Check each line of the records below and collect those that include the word "query".

━━ GIVEN RECORDS

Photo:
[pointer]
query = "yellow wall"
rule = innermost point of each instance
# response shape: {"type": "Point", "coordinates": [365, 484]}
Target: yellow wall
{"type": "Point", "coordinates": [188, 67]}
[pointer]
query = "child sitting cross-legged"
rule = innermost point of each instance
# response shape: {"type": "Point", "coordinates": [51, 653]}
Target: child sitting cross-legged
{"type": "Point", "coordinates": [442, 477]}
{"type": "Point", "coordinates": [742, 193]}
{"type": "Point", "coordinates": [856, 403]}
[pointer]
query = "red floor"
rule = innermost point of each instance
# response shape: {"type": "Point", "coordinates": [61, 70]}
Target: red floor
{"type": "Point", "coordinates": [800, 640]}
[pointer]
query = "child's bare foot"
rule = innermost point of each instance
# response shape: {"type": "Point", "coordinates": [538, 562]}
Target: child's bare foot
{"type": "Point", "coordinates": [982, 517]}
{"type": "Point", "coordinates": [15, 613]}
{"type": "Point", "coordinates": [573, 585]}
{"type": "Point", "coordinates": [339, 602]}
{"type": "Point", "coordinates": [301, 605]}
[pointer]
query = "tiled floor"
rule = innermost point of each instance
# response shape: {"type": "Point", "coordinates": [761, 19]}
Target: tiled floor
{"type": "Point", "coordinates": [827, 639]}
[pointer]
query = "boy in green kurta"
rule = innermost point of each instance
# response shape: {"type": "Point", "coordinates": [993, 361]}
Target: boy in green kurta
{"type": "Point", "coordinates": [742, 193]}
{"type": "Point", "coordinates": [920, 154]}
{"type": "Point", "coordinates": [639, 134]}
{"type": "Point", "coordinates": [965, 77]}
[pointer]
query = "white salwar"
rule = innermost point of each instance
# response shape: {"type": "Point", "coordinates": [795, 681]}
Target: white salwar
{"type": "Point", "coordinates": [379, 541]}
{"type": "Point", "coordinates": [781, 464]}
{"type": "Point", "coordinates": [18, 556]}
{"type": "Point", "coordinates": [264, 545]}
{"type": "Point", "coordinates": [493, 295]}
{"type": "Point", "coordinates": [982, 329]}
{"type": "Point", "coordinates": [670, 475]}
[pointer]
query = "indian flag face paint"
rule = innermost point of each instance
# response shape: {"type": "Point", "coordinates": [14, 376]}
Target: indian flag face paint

━━━━

EXERCISE SOLUTION |
query = "yellow wall"
query = "child sitting cross-legged"
query = "red floor"
query = "child's bare foot"
query = "tiled floor"
query = "boy in green kurta"
query = "white salwar"
query = "indian flag face paint"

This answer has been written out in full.